Gevraagd => Neem uit de gegeven tekst letterlijk het gedeelte over dat loopt van "Met mijn brief" tot en met "instituten is doorlopen.".

Gegeven tekst =>
☆ ☆ ☆ ☆ ☆

Met mijn brief van 29 april 2008 (DE-120) heb ik toegezegd u voor 1 juli aanstaande te informeren over mijn definitieve voornemens ten aanzien van de efficiency- en kwaliteitsverbetering van E-Quality, het kenniscentrum voor emancipatie, gezin en diversiteit en het IIAV, het Internationaal Informatiecentrum en Archief voor Vrouwen. Met deze brief informeer ik u over deze voornemens en het traject dat het afgelopen halfjaar met de instituten is doorlopen.

☆ ☆ ☆ ☆ ☆

Verstrekte gegevens =>

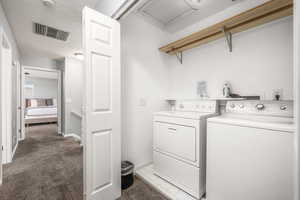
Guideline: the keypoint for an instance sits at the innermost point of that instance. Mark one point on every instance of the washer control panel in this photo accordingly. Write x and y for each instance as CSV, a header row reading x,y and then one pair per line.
x,y
208,106
276,108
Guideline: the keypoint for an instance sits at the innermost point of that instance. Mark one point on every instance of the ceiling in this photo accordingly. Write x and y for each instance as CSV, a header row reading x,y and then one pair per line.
x,y
40,74
174,15
65,15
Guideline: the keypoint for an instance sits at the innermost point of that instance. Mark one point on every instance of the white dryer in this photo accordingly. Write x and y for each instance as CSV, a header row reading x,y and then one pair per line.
x,y
250,152
180,144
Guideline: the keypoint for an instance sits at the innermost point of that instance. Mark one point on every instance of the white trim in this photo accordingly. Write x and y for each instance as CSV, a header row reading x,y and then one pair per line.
x,y
15,149
59,96
76,114
297,96
6,91
40,68
138,167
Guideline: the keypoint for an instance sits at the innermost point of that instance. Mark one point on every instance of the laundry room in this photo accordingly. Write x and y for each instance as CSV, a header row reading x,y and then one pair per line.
x,y
150,99
168,66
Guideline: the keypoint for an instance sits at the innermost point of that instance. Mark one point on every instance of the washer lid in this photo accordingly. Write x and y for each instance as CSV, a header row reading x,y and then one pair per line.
x,y
285,124
185,114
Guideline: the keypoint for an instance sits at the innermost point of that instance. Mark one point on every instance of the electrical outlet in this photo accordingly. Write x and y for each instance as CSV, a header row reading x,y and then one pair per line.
x,y
143,102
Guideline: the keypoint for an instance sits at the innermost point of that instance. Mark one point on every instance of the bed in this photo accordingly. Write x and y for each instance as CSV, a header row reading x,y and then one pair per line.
x,y
40,111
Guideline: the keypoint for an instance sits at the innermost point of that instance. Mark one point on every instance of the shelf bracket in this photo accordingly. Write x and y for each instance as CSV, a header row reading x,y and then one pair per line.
x,y
179,56
228,36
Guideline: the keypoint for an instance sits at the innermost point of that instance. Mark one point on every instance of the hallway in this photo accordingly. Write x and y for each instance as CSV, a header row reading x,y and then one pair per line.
x,y
46,167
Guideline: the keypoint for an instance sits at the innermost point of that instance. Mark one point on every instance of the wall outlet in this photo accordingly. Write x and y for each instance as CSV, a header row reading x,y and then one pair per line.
x,y
143,102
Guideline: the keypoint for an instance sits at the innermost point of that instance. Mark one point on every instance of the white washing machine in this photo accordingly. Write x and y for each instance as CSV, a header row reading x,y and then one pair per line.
x,y
250,152
180,144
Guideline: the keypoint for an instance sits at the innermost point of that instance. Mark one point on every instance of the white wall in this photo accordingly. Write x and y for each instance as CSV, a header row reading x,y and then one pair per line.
x,y
15,57
261,61
109,7
5,25
73,82
43,88
145,84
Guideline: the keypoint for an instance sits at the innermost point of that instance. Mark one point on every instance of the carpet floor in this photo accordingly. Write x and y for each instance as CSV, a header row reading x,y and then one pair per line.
x,y
45,167
49,167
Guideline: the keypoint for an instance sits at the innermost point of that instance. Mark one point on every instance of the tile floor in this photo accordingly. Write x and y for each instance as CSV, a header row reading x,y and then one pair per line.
x,y
147,174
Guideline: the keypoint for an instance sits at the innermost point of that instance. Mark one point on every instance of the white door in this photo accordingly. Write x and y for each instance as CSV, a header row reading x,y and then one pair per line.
x,y
101,106
23,131
6,105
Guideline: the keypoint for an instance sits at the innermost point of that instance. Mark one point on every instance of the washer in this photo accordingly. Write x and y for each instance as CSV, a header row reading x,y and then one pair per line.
x,y
180,144
250,152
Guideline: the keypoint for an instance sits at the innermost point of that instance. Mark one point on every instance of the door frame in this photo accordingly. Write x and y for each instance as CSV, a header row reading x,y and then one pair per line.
x,y
17,65
8,112
101,123
59,97
297,95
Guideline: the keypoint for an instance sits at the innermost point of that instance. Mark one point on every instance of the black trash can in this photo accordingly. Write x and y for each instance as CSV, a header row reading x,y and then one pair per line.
x,y
127,174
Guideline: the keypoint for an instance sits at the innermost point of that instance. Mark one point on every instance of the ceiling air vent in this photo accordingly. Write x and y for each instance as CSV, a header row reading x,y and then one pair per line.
x,y
50,32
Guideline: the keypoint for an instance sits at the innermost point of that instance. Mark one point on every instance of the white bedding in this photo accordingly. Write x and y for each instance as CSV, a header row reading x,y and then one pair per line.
x,y
40,111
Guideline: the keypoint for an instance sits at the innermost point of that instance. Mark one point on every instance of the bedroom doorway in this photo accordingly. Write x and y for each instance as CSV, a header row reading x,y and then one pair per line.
x,y
41,99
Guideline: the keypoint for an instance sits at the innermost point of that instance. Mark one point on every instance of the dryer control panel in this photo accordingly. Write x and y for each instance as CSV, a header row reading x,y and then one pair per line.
x,y
270,108
206,106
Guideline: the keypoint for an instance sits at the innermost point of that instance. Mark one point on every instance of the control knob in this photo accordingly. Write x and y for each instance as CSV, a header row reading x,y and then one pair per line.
x,y
260,106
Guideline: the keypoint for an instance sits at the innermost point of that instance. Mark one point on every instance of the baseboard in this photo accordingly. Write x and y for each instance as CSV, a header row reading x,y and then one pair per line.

☆ ☆ ☆ ☆ ☆

Antwoord =>
Met mijn brief van 29 april 2008 (DE-120) heb ik toegezegd u voor 1 juli aanstaande te informeren over mijn definitieve voornemens ten aanzien van de efficiency- en kwaliteitsverbetering van E-Quality, het kenniscentrum voor emancipatie, gezin en diversiteit en het IIAV, het Internationaal Informatiecentrum en Archief voor Vrouwen. Met deze brief informeer ik u over deze voornemens en het traject dat het afgelopen halfjaar met de instituten is doorlopen.